▸ **What the task requires**: Rewrite the records starting at the line that contains "For every instance of the tree, set" and ending at the line that contains "x=183 y=173", both lines included, keeping every request line as it stands. In the answers, add -93 to each x and y coordinate value.

▸ **Supplied entries**:
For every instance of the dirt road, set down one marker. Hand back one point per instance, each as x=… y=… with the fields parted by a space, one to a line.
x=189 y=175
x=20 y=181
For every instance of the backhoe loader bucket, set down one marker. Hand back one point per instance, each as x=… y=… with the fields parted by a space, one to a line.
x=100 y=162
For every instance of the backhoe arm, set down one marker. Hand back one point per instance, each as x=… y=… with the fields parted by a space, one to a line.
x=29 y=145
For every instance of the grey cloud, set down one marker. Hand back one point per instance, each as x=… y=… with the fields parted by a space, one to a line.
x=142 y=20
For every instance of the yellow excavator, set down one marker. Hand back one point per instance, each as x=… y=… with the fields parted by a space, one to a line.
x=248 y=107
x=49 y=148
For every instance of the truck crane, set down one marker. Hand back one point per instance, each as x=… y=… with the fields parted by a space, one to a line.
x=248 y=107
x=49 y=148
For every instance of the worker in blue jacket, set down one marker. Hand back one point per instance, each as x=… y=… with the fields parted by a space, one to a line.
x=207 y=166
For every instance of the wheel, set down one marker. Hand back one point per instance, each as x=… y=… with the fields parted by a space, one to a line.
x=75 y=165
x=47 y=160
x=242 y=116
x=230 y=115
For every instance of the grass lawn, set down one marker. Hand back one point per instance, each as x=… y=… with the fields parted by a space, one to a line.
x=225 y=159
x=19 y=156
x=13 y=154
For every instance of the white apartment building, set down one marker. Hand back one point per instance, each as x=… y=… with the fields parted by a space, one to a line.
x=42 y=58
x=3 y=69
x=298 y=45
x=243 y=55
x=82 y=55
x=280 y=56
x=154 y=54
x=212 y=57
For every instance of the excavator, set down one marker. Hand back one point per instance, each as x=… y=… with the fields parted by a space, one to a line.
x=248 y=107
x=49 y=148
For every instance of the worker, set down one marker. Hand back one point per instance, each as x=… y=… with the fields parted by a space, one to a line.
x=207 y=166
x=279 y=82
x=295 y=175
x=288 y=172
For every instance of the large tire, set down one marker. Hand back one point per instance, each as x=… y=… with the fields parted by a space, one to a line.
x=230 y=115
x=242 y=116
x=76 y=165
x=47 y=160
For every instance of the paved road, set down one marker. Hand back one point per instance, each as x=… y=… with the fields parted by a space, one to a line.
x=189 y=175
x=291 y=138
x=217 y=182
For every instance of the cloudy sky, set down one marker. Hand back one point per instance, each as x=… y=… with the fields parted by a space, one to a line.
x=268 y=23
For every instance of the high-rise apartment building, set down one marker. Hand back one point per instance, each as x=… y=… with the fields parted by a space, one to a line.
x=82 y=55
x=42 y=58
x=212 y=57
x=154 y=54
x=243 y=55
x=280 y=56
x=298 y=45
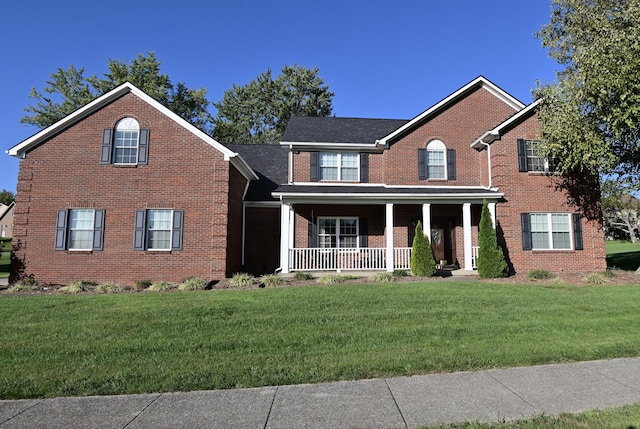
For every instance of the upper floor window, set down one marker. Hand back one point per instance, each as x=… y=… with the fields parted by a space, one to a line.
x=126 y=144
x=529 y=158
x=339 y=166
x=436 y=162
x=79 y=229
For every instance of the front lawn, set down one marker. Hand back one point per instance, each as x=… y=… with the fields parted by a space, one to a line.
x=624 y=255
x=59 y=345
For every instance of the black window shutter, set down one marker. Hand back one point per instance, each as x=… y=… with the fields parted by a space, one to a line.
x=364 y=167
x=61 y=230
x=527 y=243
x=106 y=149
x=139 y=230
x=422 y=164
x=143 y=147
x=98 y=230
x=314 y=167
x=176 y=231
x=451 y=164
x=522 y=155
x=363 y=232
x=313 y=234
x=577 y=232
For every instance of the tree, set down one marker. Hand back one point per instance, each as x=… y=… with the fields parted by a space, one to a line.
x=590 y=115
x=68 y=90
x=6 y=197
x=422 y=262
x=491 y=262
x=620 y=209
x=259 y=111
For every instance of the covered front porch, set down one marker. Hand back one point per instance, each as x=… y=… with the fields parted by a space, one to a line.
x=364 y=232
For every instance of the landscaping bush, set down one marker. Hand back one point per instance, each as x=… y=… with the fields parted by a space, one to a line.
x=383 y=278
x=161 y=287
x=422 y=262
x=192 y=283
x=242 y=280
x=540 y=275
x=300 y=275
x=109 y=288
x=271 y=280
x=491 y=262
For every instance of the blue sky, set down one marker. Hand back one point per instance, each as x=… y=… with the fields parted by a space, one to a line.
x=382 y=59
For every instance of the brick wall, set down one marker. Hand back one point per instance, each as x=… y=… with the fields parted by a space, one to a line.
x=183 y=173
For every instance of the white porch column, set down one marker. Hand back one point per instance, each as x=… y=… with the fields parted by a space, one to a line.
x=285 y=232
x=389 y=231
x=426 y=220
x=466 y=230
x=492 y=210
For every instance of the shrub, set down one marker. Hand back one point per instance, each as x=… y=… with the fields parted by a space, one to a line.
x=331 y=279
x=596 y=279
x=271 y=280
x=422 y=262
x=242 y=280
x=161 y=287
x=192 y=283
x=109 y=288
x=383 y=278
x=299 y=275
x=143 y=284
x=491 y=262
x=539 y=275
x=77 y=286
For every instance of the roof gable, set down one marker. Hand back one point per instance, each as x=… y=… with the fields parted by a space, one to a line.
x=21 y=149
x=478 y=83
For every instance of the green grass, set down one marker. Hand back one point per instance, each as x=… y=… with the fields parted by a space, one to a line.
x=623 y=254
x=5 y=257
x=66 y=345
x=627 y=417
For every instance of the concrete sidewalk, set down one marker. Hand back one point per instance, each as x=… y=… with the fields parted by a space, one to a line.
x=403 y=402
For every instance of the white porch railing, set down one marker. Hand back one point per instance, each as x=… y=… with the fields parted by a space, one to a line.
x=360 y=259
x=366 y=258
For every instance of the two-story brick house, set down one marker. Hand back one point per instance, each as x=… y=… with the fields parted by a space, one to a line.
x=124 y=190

---

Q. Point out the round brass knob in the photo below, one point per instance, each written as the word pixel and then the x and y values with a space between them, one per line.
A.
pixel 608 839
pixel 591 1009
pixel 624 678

▸ **Response to this task**:
For every instance of the tree, set down one marker. Hand back one point per instance, each as x=… y=… with the fields parted by a space, one to a line.
x=497 y=22
x=-25 y=-3
x=-87 y=104
x=329 y=169
x=398 y=169
x=527 y=116
x=166 y=18
For every instance of the covered front porch, set down one marker. Hand back one point per instance, each as x=… y=… with the fields parted by a space, one to a line.
x=271 y=139
For every instance of the landscaping bush, set down one marker. Hand back one point per instance, each as x=… y=… with the fields parted by a space, one to a line.
x=290 y=185
x=68 y=194
x=329 y=169
x=99 y=190
x=149 y=187
x=447 y=182
x=207 y=182
x=16 y=195
x=178 y=187
x=398 y=169
For every instance of the blue sky, set down one marker. Hand back one point per instance, each as x=… y=… with the fields parted by a space, one to a line.
x=289 y=-34
For every instance of the brick wall, set down one marker. Hand back one point per instance, each as x=… y=… with the fields parted by a space, one to a line.
x=90 y=80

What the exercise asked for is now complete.